>> BEGIN GIVEN DATA
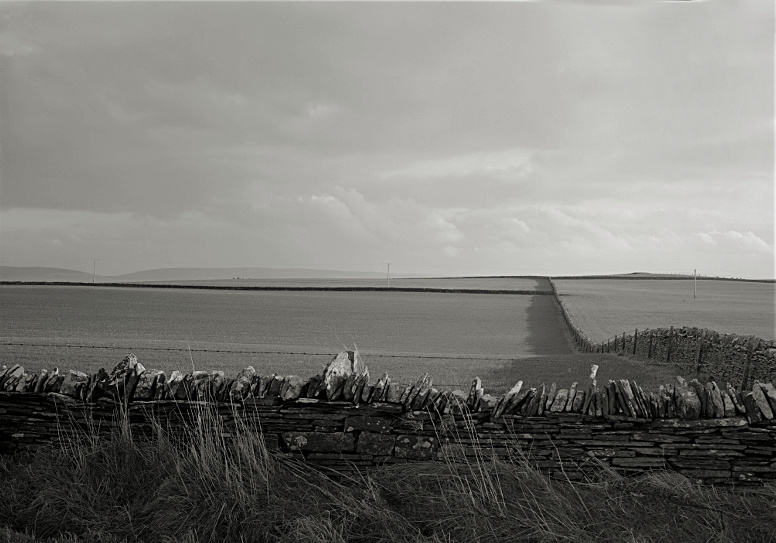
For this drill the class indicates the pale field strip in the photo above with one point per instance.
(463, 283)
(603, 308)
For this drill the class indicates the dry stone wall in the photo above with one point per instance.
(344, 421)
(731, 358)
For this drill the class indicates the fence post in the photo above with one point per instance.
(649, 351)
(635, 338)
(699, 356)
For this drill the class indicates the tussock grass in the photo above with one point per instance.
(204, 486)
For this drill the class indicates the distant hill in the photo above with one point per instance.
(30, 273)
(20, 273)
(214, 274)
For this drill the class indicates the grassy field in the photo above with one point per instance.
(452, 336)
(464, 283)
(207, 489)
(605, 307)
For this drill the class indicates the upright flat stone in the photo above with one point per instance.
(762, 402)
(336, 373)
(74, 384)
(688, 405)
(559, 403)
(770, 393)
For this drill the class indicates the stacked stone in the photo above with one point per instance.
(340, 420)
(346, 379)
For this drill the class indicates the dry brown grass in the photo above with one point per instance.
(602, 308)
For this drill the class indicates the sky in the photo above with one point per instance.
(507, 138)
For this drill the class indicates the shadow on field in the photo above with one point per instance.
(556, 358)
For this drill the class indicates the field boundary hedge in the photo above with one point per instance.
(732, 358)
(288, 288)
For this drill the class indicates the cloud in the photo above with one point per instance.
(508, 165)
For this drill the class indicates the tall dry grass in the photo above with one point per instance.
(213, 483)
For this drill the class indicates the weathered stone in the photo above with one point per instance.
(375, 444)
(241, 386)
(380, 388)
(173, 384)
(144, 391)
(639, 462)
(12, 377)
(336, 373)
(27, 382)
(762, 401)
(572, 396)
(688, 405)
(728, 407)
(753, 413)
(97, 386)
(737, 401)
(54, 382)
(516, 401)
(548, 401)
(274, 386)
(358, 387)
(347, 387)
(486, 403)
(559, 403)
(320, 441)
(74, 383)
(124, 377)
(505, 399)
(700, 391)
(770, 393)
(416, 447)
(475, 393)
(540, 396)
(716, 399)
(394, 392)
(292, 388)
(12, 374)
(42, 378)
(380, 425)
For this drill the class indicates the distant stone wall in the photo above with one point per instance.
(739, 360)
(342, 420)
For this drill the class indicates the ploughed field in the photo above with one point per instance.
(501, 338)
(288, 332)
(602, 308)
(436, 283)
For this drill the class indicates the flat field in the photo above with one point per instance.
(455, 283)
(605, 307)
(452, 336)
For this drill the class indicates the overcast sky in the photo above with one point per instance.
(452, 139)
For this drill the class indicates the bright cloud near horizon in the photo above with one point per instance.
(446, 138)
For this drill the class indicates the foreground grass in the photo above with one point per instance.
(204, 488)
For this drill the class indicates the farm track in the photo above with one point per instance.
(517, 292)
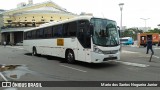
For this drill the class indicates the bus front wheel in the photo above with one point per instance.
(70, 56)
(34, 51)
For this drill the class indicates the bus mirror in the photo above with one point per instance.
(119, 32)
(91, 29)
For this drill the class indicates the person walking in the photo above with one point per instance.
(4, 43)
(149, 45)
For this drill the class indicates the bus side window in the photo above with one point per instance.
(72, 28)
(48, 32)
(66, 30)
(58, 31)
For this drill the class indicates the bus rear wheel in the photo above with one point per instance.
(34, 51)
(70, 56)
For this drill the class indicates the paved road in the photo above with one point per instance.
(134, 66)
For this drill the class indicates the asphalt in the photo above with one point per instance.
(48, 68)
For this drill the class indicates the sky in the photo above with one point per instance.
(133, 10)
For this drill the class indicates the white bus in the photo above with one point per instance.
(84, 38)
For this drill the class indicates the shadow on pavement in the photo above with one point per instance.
>> END GIVEN DATA
Every record must be copied exactly, with the pictures left out.

REPLY TO THE TASK:
For this drill the class indicates the pale field strip in the photo above with one point per instance.
(463, 283)
(603, 308)
For this drill the class indicates the dry stone wall in the photo above with one point per instance.
(344, 421)
(731, 358)
For this drill the class indicates the fence post in the photo above with one point per instance.
(649, 351)
(635, 338)
(699, 356)
For this drill the class indicates the tussock grass in the photo above with one point per instance.
(204, 486)
For this drill the class indicates the distant hill in the photo above with one point per instance.
(30, 273)
(20, 273)
(214, 274)
For this drill the class indicates the grassy field in the photo above with one point per instance.
(452, 336)
(464, 283)
(207, 489)
(605, 307)
For this drill the class indicates the upright flat stone in the photo above with one point per instance.
(762, 402)
(336, 373)
(74, 384)
(688, 405)
(559, 403)
(770, 393)
For this drill the class indicates the stacked stone in the photo above with one point per instance.
(340, 420)
(346, 379)
For this drill the class indicates the dry brown grass in the photo above with one point per instance.
(602, 308)
For this drill the class indicates the sky in the photo above with one point per instance.
(507, 138)
For this drill the class indicates the shadow on field in the photo above with one point per instance.
(556, 358)
For this drill the class indicates the field boundary hedge in the photo above with one point per instance.
(732, 358)
(288, 288)
For this drill the class indicates the cloud in the photo above with one point per instance.
(508, 165)
For this drill the class indicates the tall dry grass in the photo above with one point per instance.
(213, 483)
For this drill the class indicates the weathered stone in the photo above with one point per instance.
(375, 444)
(241, 386)
(380, 388)
(173, 384)
(144, 391)
(639, 462)
(12, 377)
(336, 373)
(27, 382)
(762, 401)
(572, 396)
(688, 405)
(728, 407)
(753, 413)
(97, 386)
(737, 401)
(54, 382)
(516, 401)
(548, 401)
(274, 386)
(358, 387)
(347, 387)
(486, 403)
(559, 403)
(320, 441)
(74, 383)
(124, 377)
(505, 399)
(700, 391)
(770, 393)
(416, 447)
(475, 393)
(540, 396)
(716, 399)
(394, 392)
(292, 388)
(12, 374)
(42, 378)
(380, 425)
For this drill the class indicates the distant stone wall in the photo above with one point per instance.
(739, 360)
(342, 420)
For this drill the class indicates the ploughed field in the photo above with one point per instance.
(501, 338)
(288, 332)
(602, 308)
(436, 283)
For this drill the class indicates the flat field in the photo above with one point per instance.
(455, 283)
(605, 307)
(452, 336)
For this drill the class indicates the overcast sky in the photo above with one point per instance.
(452, 139)
For this drill the class indicates the bright cloud near horizon in the photo above with one point per instance.
(446, 138)
For this drill the class indicates the foreground grass in the photo above with one point per instance.
(204, 488)
For this drill the class indicates the farm track in the photo above with one point per instance.
(517, 292)
For this drill the class indicates the bus front wheel in the photo above with one point per instance.
(70, 56)
(34, 51)
For this drill the class indicates the bus mirror in the photo above with one point per instance.
(119, 32)
(91, 29)
For this drill the class indicates the person walking in the photo above with one point per instance.
(4, 43)
(149, 45)
For this drill the class indicates the bus side window in the photo above with one point per instance.
(72, 28)
(48, 32)
(66, 30)
(58, 31)
For this drill the class indicates the bus rear wheel in the photo above with one point per instance.
(34, 51)
(70, 56)
For this drill the class indicates the paved road in the photo above with one point per instance.
(134, 66)
For this drill the class indicates the asphalt in the photo above with one point per instance.
(48, 68)
For this drill the class indicates the sky in the photo above with one point per instance.
(133, 10)
For this drill the class indicates the white bus in the photo above with one point per instance.
(84, 38)
For this drill the class indicates the shadow on pavement in the photo above with one point per instance.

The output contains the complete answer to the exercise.